Мариинский театр до сих пор одно из любимых моих мест.
Я страдаю хронической бессонницей.
Нигде так хорошо не поспать, как в Мариинском театре.
Больше там делать нечего – театр в кризисе. Очень крепкие певцы-компримари, отличный оркестр.
Конечно, приезд, например, Гулегиной или появление на сцене Бородиной – это всегда событие. Но ведь не каждый же день такое бывает.
Музыкальная культура, как мне кажется, определяется повседневностью, средним уровнем.
Недавно пошел в Филармонию – чего греха таить, на свидание. С дивной девушкой, у которой и имя-то Любовь. Актриса – а ведь ненавижу театр. Импринтинг – моя первая краля сбежала от меня, окунувшись в омуты театральной суеты.
Любовь волшебная.
Что в программе? Да ничего страшного. Две сюиты Грига из «Пер Гюнта». Первый концерт Чайковского в исполнении Бориса Березовского. Японец какой-то дирижирует, имя ничего не говорит, это вам не Озава.

════

→ **ЧТО НУЖНО СДЕЛАТЬ**
[a] Чем, согласно тексту о Мариинском театре, страдает рассказчик?
[b] Перечислите все фамилии, которые упоминаются в тексте о Мариинском театре.
[c] Напишите продолжение текста о Мариинском театре, начиная сразу после его последнего предложения.

→ **СОХРАНЁННЫЕ ДАННЫЕ**
════

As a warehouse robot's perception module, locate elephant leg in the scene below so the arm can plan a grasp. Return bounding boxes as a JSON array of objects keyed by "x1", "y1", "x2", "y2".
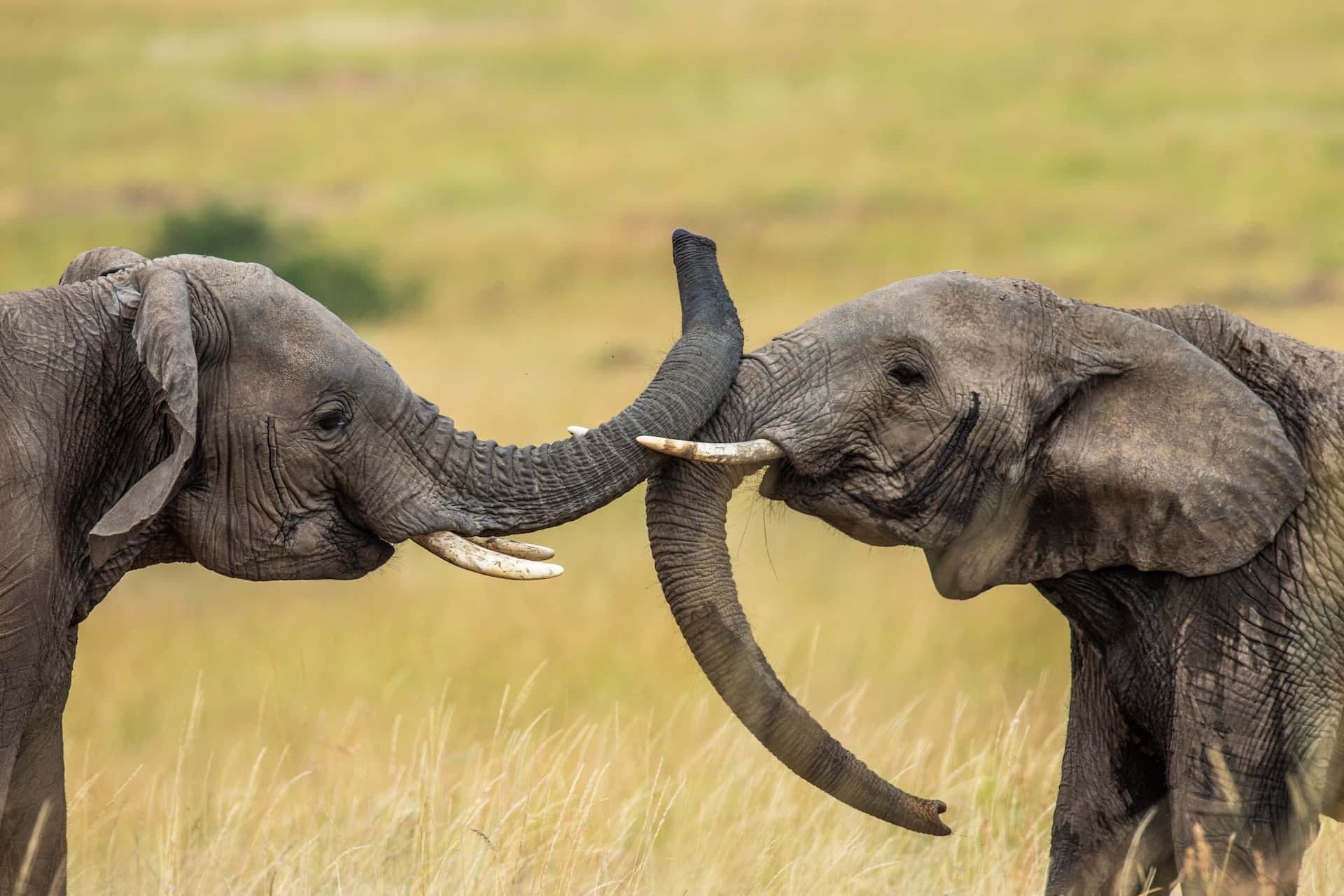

════

→ **ОТВЕТЫ ПО ЗАДАНИЯМ**
[a] Хронической бессонницей.

[b] Гулегина, Бородина, Григ, Чайковский, Березовский, Озава.

[c]
Шел на свидание, а попал на фантастический концерт. Такого звучания ЗКР я не слышал со времен Чакырова.
Когда-то давно было удивительное переживание. Крайне редко бывает, чтобы в один месяц в Филармонии дважды звучало одно и то же крупное произведение. Пятая симфония Чайковского.
Это был 1991 год, лето.
ЗКР.
На сцене был прославленный российский дирижер, отменный знаток вин.
Это был Чайковский на хорошем крепком уровне.
А потом – та же симфония – Эмил Чакыров. Тот же оркестр, те же музыканты.
Их как-то подменили? Что сделал болгарин? Я хорошо помню ЗКР Мравинского – уверяю, даже он так не звучал у него. Это был июнь, а в августе, кажется, Эмил умер. Совсем молодым. В России это стало его последним выступлением, но таким, что и спустя столько лет я слышу каждый такт этой Пятой.
...Говори, память.
1990. Я помню прекрасно – первый год моей работы в Институте культуры. В Филармонию приехал пианист Валерий Афанасьев. Он сделал перфоманс из «Картинок с выставки». После чего стал исполнять произведения каких-то современных авангардистов.
Черт знает их имена, хотя программка где-то у меня лежит.
Это был чистый авангард.
Солист тренькал руками по струнам рояля, кулаками стучал по клавишам.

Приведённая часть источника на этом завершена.